SHORT PROBLEM> Repeat everything in the material exactly.

## Begin

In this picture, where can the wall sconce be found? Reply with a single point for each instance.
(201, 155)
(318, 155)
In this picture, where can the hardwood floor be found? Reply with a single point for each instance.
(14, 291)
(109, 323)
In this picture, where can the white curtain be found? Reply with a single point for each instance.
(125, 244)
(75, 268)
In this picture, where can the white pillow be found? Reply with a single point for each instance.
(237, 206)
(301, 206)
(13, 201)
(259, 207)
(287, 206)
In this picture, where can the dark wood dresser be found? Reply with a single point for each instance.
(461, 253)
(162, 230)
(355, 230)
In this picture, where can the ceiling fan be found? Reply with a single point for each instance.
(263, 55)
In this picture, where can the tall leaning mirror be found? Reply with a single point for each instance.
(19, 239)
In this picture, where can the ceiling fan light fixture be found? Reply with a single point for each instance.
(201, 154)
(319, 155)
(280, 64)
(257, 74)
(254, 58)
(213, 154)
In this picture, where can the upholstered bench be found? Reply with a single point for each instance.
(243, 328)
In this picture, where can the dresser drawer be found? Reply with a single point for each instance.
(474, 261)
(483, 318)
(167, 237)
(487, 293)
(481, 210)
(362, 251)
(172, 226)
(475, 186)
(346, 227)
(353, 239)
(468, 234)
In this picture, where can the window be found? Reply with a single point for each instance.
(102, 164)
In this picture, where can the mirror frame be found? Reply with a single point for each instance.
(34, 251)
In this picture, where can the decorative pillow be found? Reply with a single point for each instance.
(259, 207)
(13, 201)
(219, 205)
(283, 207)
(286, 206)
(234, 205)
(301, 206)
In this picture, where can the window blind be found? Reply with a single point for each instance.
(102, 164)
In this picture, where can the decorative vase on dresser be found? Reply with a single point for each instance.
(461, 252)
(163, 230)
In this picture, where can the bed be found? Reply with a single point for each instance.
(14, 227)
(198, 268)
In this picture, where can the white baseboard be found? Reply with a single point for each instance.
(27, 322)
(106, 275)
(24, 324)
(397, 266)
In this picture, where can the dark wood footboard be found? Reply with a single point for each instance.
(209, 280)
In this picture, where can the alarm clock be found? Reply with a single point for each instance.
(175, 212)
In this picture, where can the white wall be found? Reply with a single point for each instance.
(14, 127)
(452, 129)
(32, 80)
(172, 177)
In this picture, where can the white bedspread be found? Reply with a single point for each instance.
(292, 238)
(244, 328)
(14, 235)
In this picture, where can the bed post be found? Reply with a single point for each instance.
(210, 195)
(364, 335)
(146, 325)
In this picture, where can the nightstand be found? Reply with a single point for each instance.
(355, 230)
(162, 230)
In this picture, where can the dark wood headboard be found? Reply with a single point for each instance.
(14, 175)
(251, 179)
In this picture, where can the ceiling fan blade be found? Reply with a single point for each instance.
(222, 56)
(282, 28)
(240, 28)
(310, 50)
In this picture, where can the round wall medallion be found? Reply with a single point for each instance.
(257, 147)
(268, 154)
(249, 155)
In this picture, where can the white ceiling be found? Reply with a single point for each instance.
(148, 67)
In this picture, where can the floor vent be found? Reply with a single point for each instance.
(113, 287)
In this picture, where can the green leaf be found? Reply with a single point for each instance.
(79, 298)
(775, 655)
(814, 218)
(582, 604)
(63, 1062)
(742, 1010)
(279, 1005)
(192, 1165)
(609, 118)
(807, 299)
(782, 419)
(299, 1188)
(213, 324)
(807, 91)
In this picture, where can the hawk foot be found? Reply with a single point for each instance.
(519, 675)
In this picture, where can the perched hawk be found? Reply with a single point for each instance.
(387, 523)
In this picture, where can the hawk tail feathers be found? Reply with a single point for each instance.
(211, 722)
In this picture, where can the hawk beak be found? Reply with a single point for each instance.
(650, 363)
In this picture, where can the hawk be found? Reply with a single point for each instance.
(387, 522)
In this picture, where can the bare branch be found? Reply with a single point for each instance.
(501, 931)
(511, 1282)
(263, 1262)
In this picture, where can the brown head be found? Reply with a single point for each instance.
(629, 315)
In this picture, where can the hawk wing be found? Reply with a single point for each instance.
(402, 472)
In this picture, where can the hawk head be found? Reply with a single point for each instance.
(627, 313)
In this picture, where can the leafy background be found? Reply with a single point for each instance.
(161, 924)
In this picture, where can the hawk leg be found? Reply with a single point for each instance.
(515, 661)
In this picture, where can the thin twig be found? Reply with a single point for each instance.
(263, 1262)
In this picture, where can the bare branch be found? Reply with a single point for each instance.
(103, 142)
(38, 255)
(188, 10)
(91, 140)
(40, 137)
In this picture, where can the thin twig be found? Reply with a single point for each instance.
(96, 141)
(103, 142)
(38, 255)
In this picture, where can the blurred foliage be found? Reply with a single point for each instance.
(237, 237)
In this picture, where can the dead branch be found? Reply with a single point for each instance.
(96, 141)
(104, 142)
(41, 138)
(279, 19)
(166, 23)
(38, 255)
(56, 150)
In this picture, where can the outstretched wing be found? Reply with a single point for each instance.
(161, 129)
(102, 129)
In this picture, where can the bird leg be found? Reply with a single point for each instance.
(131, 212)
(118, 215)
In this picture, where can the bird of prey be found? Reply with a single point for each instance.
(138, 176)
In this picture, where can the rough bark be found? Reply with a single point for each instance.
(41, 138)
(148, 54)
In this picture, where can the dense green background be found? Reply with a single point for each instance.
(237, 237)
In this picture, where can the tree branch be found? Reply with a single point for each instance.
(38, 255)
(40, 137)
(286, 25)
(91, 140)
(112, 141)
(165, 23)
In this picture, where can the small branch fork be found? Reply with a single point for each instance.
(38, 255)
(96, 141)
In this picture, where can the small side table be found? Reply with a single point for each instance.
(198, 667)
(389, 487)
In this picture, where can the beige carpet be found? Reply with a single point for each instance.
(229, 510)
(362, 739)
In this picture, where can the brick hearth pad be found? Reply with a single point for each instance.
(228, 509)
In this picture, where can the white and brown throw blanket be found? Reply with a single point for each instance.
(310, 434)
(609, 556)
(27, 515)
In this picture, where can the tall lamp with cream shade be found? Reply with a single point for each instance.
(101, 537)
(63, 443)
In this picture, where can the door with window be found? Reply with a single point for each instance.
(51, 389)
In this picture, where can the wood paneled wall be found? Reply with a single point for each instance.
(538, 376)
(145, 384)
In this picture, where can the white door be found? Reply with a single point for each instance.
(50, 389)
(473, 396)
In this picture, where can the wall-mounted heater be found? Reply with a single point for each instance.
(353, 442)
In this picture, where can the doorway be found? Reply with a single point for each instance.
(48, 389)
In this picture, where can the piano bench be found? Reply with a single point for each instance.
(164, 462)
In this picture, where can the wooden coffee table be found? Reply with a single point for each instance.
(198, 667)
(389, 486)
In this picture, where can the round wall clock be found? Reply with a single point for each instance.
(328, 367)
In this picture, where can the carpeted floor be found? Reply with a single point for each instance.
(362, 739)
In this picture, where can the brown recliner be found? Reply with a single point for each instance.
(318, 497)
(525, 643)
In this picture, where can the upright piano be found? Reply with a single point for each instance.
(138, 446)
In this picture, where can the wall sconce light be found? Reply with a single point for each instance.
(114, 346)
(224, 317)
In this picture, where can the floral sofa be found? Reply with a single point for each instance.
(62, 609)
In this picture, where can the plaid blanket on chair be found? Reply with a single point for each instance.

## End

OUTPUT BELOW>
In this picture, where can the wall sconce be found? Reply with a single point for each instance.
(201, 155)
(318, 155)
In this picture, where can the hardwood floor be found? Reply with a single point for each instance.
(14, 291)
(109, 323)
In this picture, where can the white curtain be found? Reply with a single point for each instance.
(125, 244)
(75, 268)
In this picture, where can the white pillow be found? Reply with a single point for each instance.
(237, 206)
(301, 206)
(13, 201)
(259, 207)
(287, 206)
In this picture, where can the dark wood dresser be found? Reply with a single point for each instance.
(461, 253)
(162, 230)
(355, 230)
In this picture, where can the ceiling fan be found? Reply with a single point for each instance.
(263, 55)
In this picture, where can the tall leaning mirror be found? Reply with a single point for each instance.
(19, 239)
In this picture, where can the ceiling fan light fixture be found? Reply with a single point for each instance.
(201, 154)
(319, 155)
(280, 64)
(257, 74)
(254, 58)
(213, 154)
In this picture, where can the upholstered bench be found? Reply with a single point for each instance.
(243, 328)
In this picture, where can the dresser drawer be found? Reply with a single point for each instance.
(474, 261)
(483, 318)
(167, 237)
(487, 293)
(481, 210)
(362, 251)
(172, 226)
(475, 186)
(346, 227)
(353, 239)
(468, 234)
In this picture, where can the window be found? Reply with a single point for each instance.
(102, 164)
In this picture, where can the mirror frame be found? Reply with a single point for each instance.
(34, 251)
In this picture, where can the decorative pillow be found? Reply with a single point for each instance.
(259, 207)
(13, 201)
(219, 205)
(283, 207)
(286, 206)
(234, 205)
(301, 206)
In this picture, where can the window blind be found? Reply with a single point for each instance.
(102, 164)
In this picture, where can the decorative vase on dresser be found? Reply with a single point for each instance.
(461, 252)
(163, 230)
In this picture, where can the bed be found? Reply with a single point for each instance.
(14, 227)
(198, 268)
In this picture, where can the white baseboard be found? Reply with a single point for each instance.
(27, 322)
(106, 275)
(24, 324)
(397, 266)
In this picture, where can the dark wood footboard be found? Reply with a single point for each instance.
(209, 280)
In this picture, where can the alarm clock be found? Reply with a single point for each instance.
(175, 212)
In this picture, where can the white wall be found? Reply with a single point for each instance.
(14, 127)
(452, 129)
(32, 80)
(172, 177)
In this picture, where can the white bedspread be found? Reply with a single point for each instance.
(292, 238)
(244, 328)
(14, 235)
In this picture, where can the bed post be found? Reply with a single point for each instance.
(210, 195)
(364, 335)
(146, 325)
In this picture, where can the nightstand be found? Reply with a single point for each instance.
(355, 230)
(162, 230)
In this picture, where can the dark wood headboard be found? Reply with a single point for each instance.
(14, 175)
(251, 179)
In this picture, where can the ceiling fan blade be found? Reply with a single point for each instance.
(222, 56)
(282, 28)
(240, 28)
(310, 50)
In this picture, where can the round wall medallion be found? Reply with a single point for each instance.
(257, 147)
(268, 154)
(249, 155)
In this picture, where can the white ceiling be found? Reply with a single point for each instance.
(148, 67)
In this picture, where can the floor vent be found? Reply with a single point for each instance.
(113, 287)
In this picture, where can the green leaf be found? Reply with a single point for each instance.
(79, 298)
(775, 655)
(814, 218)
(582, 604)
(63, 1062)
(742, 1010)
(279, 1005)
(192, 1165)
(609, 118)
(807, 299)
(782, 419)
(299, 1188)
(213, 324)
(807, 91)
In this picture, where can the hawk foot be found? Reply with a single point for each instance.
(519, 675)
In this picture, where can the perched hawk be found? Reply with a single point for each instance.
(387, 523)
In this picture, where can the hawk tail feathers be found? Reply with a single point for each instance.
(211, 722)
In this picture, where can the hawk beak be found? Reply with a single point for each instance.
(650, 363)
In this picture, where can the hawk be found? Reply with a single point for each instance.
(387, 522)
In this picture, where can the bare branch be found? Reply with a single point for each instance.
(501, 931)
(511, 1282)
(263, 1262)
In this picture, where can the brown head be found? Reply with a single point for each instance.
(629, 315)
In this picture, where can the hawk wing be found? Reply with a single point for each instance.
(402, 472)
In this picture, where can the hawk head be found? Reply with a single point for each instance.
(627, 313)
In this picture, where can the leafy background be found? Reply with a single point for each instance.
(161, 924)
In this picture, where can the hawk leg be found? Reply with a single point for each instance.
(515, 661)
In this picture, where can the thin twig be found? Reply with a single point for each instance.
(263, 1262)
In this picture, where can the bare branch be found? Reply with a single point for each instance.
(103, 142)
(38, 255)
(188, 10)
(91, 140)
(40, 137)
In this picture, where can the thin twig be found? Reply with a single point for each instance.
(96, 141)
(103, 142)
(38, 255)
In this picture, where can the blurred foliage be found? Reply with a single point for each instance.
(237, 237)
In this picture, where can the dead branch be found? Reply with a single point for each instance.
(96, 141)
(104, 142)
(41, 138)
(279, 19)
(166, 23)
(38, 255)
(56, 150)
In this picture, where can the outstretched wing be found? Reply with a single point for each instance.
(161, 129)
(102, 129)
In this picture, where can the bird leg be found? Reply with a single point for each instance.
(131, 212)
(118, 215)
In this picture, where can the bird of prey be found? Reply with a single point for each instance.
(138, 176)
In this picture, where can the rough bark be found? Reply with a single point for each instance.
(41, 138)
(148, 54)
In this picture, where can the dense green background be found? Reply with a single point for each instance.
(237, 237)
In this picture, where can the tree branch be found? Reply with a single point for each instance.
(38, 255)
(40, 137)
(286, 25)
(91, 140)
(112, 141)
(165, 23)
In this picture, where can the small branch fork be found? Reply with a single point for each instance.
(38, 255)
(96, 141)
In this picture, where can the small side table be found? Reply with a single point for each instance.
(198, 667)
(389, 487)
In this picture, where can the beige carpet be found? Reply with a single point for each instance.
(229, 510)
(362, 739)
In this picture, where can the brick hearth pad be found? Reply with a single point for each instance.
(228, 509)
In this picture, where can the white and brown throw blanket be found? Reply with a single point for each instance.
(310, 434)
(609, 556)
(27, 515)
In this picture, where can the tall lamp with cream shade be found? Reply with a single point for each instance.
(101, 537)
(63, 443)
In this picture, where can the door with window be found? Reply with a single point for each instance.
(51, 389)
In this picture, where can the wood paneled wall be found? Reply with a single point for each instance.
(538, 376)
(145, 384)
In this picture, where can the white door be found? Reply with a single point for each instance.
(50, 389)
(473, 396)
In this picture, where can the wall-mounted heater be found? Reply with a single point for each instance.
(353, 442)
In this picture, where can the doorway be found? Reply with a single point for each instance.
(48, 389)
In this picture, where can the piano bench be found? Reply with a single point for each instance.
(164, 462)
In this picture, where can the wooden coffee table be found? Reply with a single point for each instance.
(198, 667)
(389, 486)
In this picture, where can the round wall clock be found? Reply with a single point for each instance.
(328, 367)
In this picture, where can the carpeted floor be found? Reply with a single point for each instance.
(362, 739)
In this picture, where can the brown recliner be found? Reply with a single point for each instance.
(318, 497)
(525, 643)
In this picture, where can the upright piano be found? Reply with a single point for each instance.
(138, 446)
In this picture, where can the wall sconce light be found? Reply with a single point for each instance.
(114, 346)
(224, 317)
In this picture, where can the floral sofa be found? Reply with a single point for each instance.
(62, 609)
In this picture, where can the plaid blanket on chair be found? Reply with a single point for each instance.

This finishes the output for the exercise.